Your objective: Please repeat, exactly as written, the line containing "Query: yellow building wall" and every line after it through the end of the records below.

Data:

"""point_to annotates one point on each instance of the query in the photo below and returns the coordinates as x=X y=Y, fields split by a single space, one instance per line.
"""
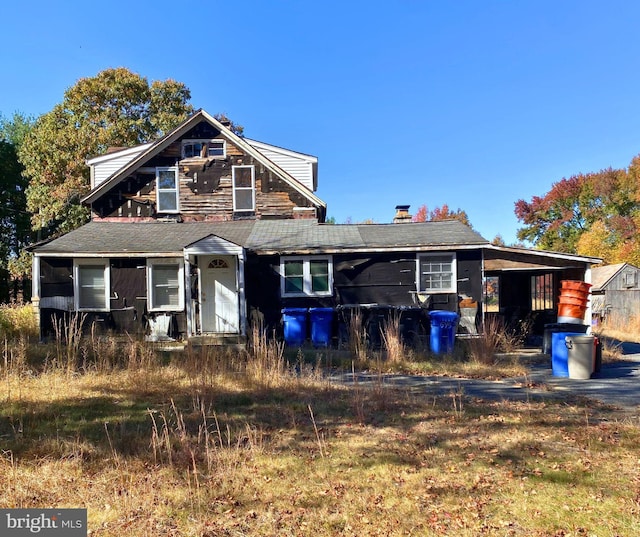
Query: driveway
x=617 y=383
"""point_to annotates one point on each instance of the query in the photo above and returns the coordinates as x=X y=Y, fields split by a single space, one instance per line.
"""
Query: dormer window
x=203 y=148
x=167 y=190
x=244 y=188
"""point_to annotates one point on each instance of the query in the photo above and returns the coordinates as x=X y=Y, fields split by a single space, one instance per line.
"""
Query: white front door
x=218 y=294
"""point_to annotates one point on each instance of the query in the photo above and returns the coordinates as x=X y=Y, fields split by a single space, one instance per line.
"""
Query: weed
x=392 y=339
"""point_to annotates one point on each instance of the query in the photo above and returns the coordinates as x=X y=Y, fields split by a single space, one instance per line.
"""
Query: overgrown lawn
x=210 y=443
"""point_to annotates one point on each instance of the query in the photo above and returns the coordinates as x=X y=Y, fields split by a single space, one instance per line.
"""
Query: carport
x=522 y=284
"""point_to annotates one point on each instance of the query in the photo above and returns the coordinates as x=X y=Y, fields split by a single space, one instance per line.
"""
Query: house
x=202 y=232
x=615 y=291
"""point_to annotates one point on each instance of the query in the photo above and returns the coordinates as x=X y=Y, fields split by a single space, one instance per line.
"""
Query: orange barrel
x=575 y=285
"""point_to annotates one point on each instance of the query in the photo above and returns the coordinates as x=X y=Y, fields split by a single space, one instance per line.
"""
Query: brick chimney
x=402 y=214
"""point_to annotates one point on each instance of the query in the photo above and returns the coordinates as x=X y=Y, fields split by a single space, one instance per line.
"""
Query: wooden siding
x=622 y=296
x=128 y=297
x=205 y=188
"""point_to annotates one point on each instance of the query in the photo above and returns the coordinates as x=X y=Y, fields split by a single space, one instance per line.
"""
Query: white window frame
x=160 y=209
x=252 y=188
x=151 y=301
x=453 y=288
x=306 y=275
x=216 y=141
x=78 y=264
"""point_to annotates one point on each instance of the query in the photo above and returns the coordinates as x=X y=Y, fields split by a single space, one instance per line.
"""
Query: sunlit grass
x=209 y=446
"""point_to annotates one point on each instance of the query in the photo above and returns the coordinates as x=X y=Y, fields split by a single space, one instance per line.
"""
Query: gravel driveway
x=617 y=383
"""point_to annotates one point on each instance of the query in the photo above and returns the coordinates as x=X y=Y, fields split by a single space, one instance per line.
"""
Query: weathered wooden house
x=616 y=291
x=201 y=232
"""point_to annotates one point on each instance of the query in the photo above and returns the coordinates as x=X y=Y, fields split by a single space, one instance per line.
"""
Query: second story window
x=167 y=190
x=244 y=191
x=203 y=148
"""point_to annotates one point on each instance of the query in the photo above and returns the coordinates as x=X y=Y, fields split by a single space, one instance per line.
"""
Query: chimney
x=402 y=214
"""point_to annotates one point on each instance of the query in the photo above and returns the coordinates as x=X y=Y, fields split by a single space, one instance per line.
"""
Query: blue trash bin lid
x=442 y=315
x=294 y=310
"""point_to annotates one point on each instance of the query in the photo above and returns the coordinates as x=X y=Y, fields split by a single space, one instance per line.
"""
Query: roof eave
x=169 y=138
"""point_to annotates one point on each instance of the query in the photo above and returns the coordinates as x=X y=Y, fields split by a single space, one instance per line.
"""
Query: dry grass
x=211 y=441
x=621 y=328
x=209 y=449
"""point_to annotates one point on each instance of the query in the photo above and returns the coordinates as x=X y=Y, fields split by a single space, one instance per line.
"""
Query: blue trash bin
x=560 y=353
x=444 y=325
x=321 y=322
x=295 y=325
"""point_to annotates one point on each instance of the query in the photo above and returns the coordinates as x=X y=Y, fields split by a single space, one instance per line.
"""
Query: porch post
x=187 y=291
x=241 y=294
x=35 y=289
x=588 y=314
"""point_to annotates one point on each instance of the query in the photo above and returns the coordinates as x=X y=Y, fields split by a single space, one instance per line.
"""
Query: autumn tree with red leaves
x=594 y=214
x=440 y=213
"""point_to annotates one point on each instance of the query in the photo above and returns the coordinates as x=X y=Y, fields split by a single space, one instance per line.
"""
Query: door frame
x=212 y=246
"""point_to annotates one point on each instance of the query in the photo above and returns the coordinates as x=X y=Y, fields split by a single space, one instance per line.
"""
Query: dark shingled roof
x=286 y=236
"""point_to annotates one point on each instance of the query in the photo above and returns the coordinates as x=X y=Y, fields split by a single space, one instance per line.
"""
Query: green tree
x=590 y=214
x=15 y=228
x=116 y=108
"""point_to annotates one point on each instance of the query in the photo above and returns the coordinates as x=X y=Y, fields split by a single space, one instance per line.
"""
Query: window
x=203 y=148
x=542 y=292
x=630 y=279
x=492 y=293
x=244 y=179
x=437 y=273
x=167 y=190
x=91 y=279
x=165 y=281
x=306 y=276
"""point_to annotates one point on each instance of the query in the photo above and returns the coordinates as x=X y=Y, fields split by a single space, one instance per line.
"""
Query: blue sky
x=475 y=104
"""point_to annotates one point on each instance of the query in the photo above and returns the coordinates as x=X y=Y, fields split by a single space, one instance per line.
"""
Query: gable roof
x=260 y=236
x=156 y=147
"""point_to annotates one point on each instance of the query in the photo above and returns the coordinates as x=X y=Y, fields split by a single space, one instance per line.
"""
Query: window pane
x=91 y=287
x=294 y=284
x=166 y=286
x=244 y=200
x=166 y=179
x=436 y=273
x=242 y=177
x=319 y=270
x=167 y=201
x=293 y=268
x=216 y=148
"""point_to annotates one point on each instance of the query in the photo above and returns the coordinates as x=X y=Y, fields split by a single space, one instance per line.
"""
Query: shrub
x=18 y=321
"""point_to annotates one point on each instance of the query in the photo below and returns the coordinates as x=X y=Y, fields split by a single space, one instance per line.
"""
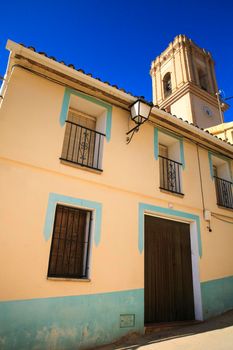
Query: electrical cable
x=218 y=218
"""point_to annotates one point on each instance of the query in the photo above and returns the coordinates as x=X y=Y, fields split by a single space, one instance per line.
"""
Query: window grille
x=70 y=243
x=224 y=192
x=82 y=143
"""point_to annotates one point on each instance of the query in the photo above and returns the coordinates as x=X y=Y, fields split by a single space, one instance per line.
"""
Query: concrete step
x=166 y=326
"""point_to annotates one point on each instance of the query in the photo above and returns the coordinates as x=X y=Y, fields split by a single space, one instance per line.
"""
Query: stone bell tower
x=184 y=83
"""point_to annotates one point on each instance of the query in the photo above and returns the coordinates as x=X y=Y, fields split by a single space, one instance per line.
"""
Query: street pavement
x=214 y=334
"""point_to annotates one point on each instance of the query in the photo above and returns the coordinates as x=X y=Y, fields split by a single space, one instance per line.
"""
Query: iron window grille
x=170 y=175
x=70 y=245
x=83 y=146
x=224 y=192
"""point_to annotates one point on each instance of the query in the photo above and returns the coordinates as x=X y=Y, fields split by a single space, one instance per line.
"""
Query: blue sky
x=117 y=40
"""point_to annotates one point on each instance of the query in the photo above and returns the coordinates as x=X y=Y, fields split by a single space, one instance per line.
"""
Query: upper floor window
x=223 y=182
x=170 y=153
x=84 y=139
x=69 y=255
x=167 y=85
x=203 y=80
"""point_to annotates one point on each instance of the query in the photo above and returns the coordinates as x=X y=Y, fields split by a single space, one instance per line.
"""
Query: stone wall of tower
x=193 y=83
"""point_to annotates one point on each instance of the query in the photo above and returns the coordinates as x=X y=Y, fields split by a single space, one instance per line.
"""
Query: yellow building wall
x=31 y=142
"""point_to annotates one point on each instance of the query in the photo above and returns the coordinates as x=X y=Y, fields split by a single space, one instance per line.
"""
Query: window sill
x=180 y=195
x=79 y=166
x=69 y=279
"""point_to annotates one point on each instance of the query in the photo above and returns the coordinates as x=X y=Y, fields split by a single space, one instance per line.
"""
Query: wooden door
x=168 y=271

Response:
Query: yellow building wall
x=31 y=142
"""point_to annotates one point on each instance of the query in the photo above and returns the coordinates as x=X y=Y, fields split by a single space, one instance per line.
"""
Query: window sill
x=180 y=195
x=79 y=166
x=69 y=279
"""point_to annotates one point on each instance of the query in the photo above and returns the coordinates as x=X y=Y, fields split by a single space, one instance per line.
"""
Query: wooden door
x=168 y=271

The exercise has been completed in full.